__SOURCE PASSAGE__.
As I pointed out some time ago, the new scales all have new MOODS which could not be predicted mathematically, so that is why the experts and teachers and theorists missed them.
I can't write down the MOODS, but I can record compositions in them and copy the cassettes for you. So I did and they are now available.
It's your turn.
As this is being written, the Sonic Arts Galley in downtown San Diego is showing an exhibit called TUBULONGS, that being Ervin Wilson's name for new musical instruments constructed out of metal tubes.
Glen Prior, Jonathan Glasier, Ervin Wilson, Ivor Darreg, and others have been building instruments with aluminum, steel, brass and copper tubing for several years now. At the Gallery, all those materials are represented, along with other instruments made of steel bars not too different in sound from the conventional glockenspiel.
Since the physical principles governing metal bars and tubes (mounted "free-free, i.e., not clamped at the end but supported at the nodes of the principal mode of vibration without too much constraint) are similar, we can consider bars and tubes together.
Why here and now, in Xenharmonic Bulletin Number Eleven? One of the reasons for the long time between No. 10 and No. 11 of this journal has been the opportunity to do more practice of xenharmonics--composition, adaptation of existing music, performance, recording,and now and then the availability of materials to build instruments and/or to repair instruments, amplifiers, etc.

__DATA LISTING__.
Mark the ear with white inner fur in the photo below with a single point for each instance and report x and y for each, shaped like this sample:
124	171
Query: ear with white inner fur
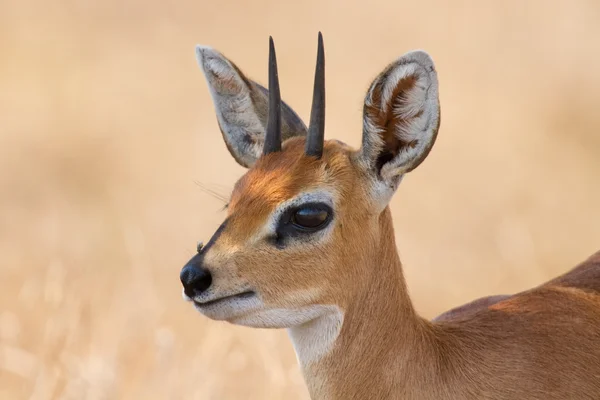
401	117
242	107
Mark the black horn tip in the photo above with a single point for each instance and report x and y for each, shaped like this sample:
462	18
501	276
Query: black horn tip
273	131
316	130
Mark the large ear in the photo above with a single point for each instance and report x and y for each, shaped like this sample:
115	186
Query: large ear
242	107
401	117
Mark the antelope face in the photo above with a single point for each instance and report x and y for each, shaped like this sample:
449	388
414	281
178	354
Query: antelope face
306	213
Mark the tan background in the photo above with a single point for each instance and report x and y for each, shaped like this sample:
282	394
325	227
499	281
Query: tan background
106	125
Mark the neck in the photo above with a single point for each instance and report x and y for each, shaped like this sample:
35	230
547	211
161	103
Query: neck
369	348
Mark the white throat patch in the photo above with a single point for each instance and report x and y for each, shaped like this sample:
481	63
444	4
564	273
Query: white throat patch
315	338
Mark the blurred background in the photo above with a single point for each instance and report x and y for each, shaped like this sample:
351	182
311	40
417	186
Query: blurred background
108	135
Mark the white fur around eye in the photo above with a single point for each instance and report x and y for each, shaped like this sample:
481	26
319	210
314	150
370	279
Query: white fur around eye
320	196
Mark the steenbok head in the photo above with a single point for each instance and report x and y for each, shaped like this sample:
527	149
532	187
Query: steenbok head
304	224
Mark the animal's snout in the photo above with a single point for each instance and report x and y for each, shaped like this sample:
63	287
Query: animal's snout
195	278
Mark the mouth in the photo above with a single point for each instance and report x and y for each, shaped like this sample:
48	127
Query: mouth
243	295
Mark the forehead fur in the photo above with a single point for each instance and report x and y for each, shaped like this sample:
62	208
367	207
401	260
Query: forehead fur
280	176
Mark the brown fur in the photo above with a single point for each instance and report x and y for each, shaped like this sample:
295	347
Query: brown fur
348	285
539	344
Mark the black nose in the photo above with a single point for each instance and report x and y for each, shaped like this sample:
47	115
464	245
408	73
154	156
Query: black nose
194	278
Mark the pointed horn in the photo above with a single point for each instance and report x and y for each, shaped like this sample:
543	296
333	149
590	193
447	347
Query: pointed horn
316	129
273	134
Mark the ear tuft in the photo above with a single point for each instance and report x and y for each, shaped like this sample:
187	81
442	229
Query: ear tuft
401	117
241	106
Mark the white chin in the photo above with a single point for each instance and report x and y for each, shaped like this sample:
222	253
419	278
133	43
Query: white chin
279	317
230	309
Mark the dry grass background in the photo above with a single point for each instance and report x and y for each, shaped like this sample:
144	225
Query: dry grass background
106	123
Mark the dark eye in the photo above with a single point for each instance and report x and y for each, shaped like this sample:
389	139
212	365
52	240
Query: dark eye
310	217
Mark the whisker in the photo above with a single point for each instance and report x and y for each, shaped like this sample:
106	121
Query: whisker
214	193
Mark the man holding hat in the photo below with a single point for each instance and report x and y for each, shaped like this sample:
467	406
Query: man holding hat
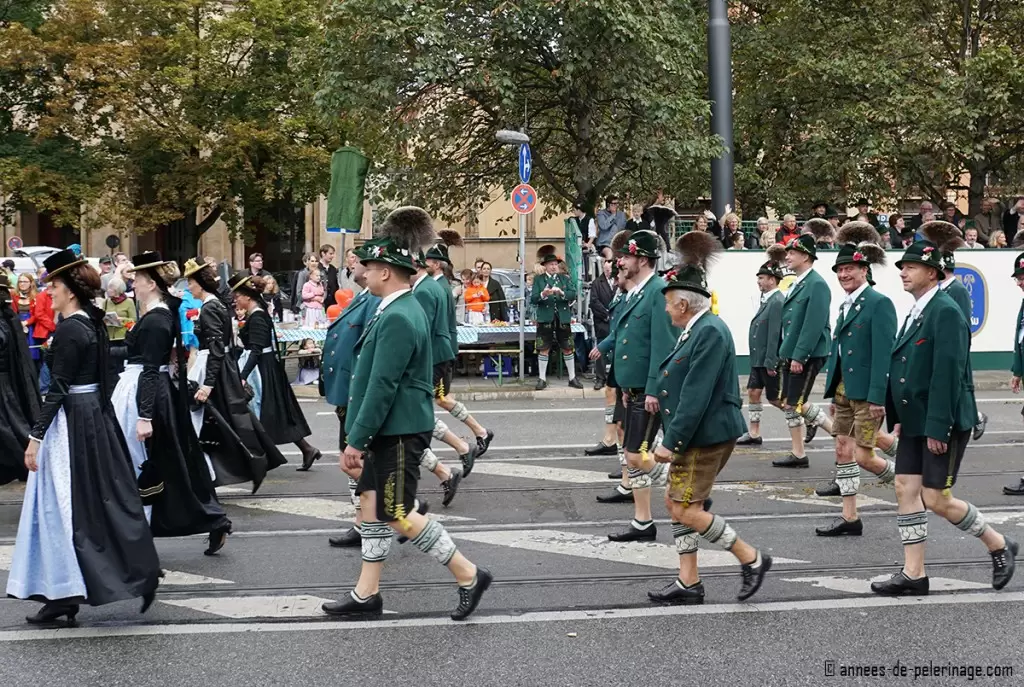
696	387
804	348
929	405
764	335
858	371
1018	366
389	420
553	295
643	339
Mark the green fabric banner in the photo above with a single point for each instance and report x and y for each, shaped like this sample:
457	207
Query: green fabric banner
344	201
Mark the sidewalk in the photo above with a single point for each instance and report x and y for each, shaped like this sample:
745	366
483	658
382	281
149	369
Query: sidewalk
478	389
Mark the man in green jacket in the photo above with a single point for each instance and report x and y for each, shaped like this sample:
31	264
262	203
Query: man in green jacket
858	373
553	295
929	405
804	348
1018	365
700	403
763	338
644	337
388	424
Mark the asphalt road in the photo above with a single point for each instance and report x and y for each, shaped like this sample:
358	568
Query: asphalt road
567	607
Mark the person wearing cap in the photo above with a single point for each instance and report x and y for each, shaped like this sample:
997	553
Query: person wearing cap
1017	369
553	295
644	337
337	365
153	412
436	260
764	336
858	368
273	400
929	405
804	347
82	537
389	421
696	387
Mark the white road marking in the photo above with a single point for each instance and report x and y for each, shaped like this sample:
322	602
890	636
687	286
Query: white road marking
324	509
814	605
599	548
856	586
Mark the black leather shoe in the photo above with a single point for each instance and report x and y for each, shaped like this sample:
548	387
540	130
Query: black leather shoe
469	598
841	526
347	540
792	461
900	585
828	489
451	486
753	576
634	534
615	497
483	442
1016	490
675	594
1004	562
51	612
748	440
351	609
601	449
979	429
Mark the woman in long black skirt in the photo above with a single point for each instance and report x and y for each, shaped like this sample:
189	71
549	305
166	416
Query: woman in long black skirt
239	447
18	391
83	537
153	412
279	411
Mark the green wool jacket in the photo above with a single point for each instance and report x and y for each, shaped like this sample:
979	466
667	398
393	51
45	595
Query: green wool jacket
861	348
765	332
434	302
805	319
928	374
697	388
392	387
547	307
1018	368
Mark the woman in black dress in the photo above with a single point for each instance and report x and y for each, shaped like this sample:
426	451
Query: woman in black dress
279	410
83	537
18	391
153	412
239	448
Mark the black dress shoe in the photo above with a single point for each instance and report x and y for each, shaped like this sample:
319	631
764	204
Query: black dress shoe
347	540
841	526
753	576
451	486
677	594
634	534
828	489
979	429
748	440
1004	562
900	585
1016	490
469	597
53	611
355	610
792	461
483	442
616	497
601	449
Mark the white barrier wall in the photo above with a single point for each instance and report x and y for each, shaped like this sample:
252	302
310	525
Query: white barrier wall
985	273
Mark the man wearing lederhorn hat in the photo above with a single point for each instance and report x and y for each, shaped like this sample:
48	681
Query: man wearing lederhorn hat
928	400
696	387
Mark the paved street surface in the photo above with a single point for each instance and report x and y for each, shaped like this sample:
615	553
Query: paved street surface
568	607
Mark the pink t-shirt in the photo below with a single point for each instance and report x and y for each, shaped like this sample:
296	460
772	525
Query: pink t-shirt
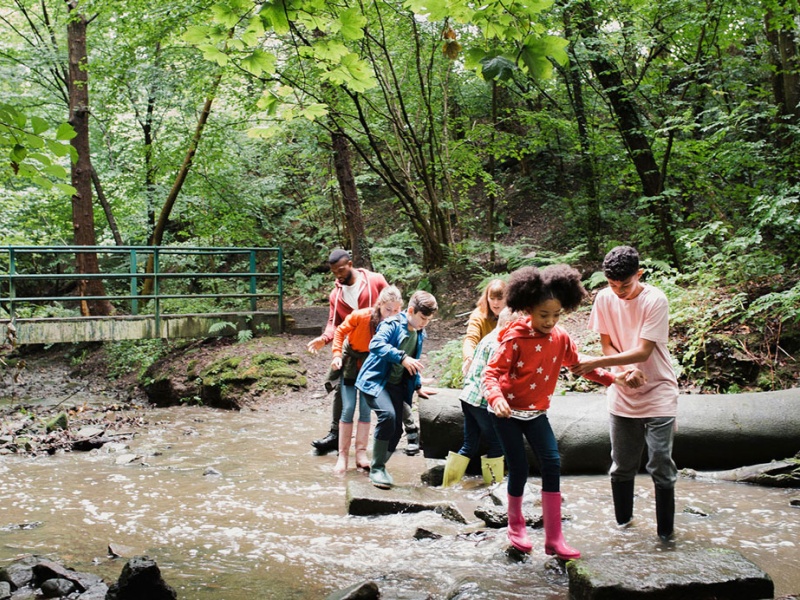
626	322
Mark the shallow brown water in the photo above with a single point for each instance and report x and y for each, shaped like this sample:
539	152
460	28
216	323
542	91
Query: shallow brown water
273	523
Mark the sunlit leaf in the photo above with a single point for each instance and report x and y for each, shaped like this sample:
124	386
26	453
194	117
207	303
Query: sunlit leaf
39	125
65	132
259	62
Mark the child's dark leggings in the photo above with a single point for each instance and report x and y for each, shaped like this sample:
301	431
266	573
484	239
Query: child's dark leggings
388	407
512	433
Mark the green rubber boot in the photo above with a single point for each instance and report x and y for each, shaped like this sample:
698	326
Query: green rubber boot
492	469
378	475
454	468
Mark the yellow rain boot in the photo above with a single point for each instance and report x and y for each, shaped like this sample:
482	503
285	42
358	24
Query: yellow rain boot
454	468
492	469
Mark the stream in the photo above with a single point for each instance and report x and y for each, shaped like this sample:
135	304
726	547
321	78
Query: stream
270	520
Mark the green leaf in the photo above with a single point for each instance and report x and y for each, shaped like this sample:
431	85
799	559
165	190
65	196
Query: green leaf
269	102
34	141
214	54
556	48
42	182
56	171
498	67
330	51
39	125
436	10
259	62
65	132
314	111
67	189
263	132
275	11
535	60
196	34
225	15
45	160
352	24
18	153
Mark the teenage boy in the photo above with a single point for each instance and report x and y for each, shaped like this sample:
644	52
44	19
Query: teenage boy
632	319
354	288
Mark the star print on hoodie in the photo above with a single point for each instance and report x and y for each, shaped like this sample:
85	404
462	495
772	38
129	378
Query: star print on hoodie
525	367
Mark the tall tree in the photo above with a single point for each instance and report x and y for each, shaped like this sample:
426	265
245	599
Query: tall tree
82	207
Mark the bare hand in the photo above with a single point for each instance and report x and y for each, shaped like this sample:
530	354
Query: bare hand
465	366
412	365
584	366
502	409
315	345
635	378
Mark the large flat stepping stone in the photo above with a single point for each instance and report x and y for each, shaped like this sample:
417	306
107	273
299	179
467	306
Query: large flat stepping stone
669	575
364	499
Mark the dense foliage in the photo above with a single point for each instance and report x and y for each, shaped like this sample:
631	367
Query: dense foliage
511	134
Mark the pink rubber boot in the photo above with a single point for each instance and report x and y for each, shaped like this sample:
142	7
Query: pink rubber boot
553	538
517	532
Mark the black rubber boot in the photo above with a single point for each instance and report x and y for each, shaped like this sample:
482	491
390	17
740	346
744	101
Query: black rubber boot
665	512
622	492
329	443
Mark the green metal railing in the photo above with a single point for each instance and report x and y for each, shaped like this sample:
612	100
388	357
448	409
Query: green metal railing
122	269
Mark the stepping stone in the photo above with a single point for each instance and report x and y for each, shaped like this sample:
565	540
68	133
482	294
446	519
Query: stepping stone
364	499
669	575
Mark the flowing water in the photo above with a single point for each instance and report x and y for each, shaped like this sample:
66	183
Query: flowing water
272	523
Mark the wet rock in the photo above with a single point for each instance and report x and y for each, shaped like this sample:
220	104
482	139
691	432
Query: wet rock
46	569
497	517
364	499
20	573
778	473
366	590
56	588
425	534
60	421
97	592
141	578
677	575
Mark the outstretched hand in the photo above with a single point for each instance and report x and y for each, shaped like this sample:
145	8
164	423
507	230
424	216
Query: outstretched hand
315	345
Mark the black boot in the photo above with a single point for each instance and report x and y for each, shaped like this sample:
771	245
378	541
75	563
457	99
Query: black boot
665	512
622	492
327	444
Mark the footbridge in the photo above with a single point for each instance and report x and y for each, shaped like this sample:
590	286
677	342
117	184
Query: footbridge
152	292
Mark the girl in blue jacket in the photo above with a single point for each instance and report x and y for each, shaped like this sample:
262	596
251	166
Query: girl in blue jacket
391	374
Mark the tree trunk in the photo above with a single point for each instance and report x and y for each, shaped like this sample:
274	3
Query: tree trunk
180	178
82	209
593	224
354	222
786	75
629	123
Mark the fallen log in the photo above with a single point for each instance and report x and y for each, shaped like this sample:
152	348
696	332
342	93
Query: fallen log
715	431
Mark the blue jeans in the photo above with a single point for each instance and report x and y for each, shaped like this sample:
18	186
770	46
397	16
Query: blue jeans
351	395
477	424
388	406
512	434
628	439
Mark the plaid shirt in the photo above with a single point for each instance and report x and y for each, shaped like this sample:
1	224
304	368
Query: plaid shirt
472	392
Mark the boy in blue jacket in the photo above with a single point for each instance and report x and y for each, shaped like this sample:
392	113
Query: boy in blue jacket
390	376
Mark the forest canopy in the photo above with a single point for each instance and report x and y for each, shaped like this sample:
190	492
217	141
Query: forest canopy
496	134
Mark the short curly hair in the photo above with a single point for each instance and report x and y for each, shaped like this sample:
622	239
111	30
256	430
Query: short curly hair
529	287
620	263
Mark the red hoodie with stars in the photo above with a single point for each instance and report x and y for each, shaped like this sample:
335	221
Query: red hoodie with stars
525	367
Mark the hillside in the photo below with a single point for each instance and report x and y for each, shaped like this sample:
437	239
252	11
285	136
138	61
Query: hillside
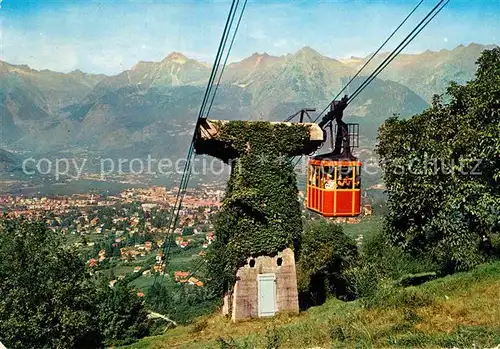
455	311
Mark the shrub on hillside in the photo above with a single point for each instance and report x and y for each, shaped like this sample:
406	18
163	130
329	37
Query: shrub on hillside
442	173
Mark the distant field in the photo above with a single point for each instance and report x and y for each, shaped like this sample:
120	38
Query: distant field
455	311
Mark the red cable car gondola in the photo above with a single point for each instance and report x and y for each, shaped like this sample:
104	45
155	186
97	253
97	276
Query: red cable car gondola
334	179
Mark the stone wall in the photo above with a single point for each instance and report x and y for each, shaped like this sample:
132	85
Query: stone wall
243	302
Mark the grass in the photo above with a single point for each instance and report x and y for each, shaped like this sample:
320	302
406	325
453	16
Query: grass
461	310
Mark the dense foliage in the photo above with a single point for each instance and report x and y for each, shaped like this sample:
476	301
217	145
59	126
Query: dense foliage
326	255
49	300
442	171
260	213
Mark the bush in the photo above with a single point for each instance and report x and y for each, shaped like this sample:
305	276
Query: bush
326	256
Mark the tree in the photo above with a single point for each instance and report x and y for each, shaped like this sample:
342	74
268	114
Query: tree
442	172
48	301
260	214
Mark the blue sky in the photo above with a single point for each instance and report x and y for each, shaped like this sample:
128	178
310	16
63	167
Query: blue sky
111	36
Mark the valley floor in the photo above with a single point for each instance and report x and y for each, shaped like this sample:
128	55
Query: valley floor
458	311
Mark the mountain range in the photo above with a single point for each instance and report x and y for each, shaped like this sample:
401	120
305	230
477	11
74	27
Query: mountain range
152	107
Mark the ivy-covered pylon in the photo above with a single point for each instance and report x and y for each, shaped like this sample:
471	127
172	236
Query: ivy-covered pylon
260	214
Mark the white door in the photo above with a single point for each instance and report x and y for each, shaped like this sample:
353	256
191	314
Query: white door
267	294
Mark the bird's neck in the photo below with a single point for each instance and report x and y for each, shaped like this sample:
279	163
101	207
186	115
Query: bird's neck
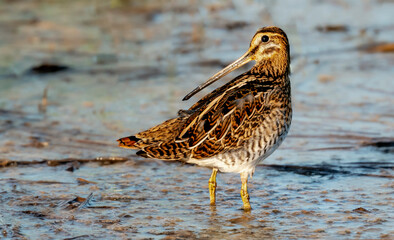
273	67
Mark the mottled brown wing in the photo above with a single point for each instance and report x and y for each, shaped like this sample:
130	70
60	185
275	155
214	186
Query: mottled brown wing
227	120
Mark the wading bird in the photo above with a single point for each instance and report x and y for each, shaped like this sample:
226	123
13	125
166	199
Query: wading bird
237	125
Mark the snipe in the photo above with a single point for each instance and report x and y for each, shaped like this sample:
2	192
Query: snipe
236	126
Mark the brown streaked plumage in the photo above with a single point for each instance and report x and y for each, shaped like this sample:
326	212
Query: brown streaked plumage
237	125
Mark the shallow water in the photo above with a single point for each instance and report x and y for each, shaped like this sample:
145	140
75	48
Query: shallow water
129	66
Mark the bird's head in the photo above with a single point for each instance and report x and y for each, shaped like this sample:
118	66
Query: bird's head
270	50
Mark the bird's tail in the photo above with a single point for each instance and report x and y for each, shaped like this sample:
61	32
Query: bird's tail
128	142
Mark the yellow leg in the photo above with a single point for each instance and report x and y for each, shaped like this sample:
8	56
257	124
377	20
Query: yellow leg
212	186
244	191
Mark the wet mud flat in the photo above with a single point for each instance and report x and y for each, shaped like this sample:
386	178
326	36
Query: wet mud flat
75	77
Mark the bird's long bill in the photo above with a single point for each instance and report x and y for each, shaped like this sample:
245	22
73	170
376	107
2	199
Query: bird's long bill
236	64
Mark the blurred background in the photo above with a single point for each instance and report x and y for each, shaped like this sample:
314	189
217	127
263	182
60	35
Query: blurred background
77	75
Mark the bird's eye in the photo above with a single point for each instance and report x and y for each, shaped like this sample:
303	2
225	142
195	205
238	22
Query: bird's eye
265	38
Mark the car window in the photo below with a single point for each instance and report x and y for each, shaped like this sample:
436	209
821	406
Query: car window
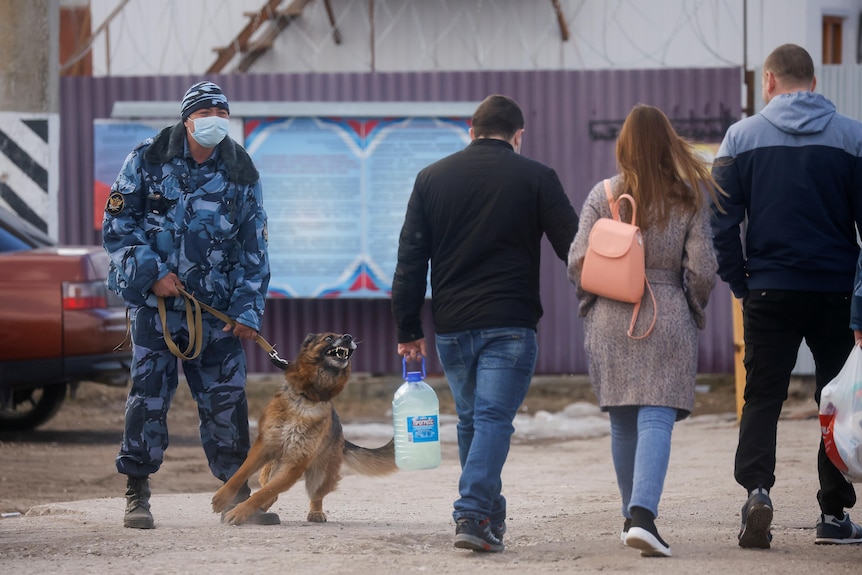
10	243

__THINGS TO DO__.
**A.** Could you reproduce the xenharmonics passage from "I can't write" up to and including "It's your turn."?
**B.** Can you carry on the xenharmonics passage from where it stops?
This data was drawn from a separate source.

__ANSWERS PER TASK__.
**A.**
I can't write down the MOODS, but I can record compositions in them and copy the cassettes for you. So I did and they are now available.
It's your turn.

**B.**
So much theory has been written about possible new tunings and what might be done in the Sweet Bye and Bye, that he time has come to correct a severe imbalance between theory and practice! This article is about what HAS BEEN DONE, not about "vaporware" as the computer people call those airy prognostications.
Some people look around of instruments to adapt or convert to new scales, but this often leads to disappointing results or even failure.
In particular, people want to make a piano over. That might have been the Only Game in Town in 1920, but this is 1988--well into the Electronic and Computer and Space Age, so let's leave Pianoforte Modification to incurable nostalgics and museum repair shops.
One very practical beginning is to use guitars refretted to non-12, as detailed in Xenharmonic Bulletin No. 7. That issue and other publications are still available and will continue to be.
Also cassette and other recordings in various new scales are now obtainable through various channels.
Now let's get into the reasons for describing metal tubes and bars. The main reason is that they don't cost too much to make, and the material is available at many stores and it is even possible to recycle used metal for instruments.
The cutting and mounting and other operations are within the ability of many persons and even if you personally don't have many such skills, it is easy enough to find some home-workshop person or even group willing to make metal tube and bar instruments.
The main problem for average people would be, do you have enough floor and storage space to keep such instruments after you have made them? Not for dwellers in trailer and furnished rooms and hotels, obviously!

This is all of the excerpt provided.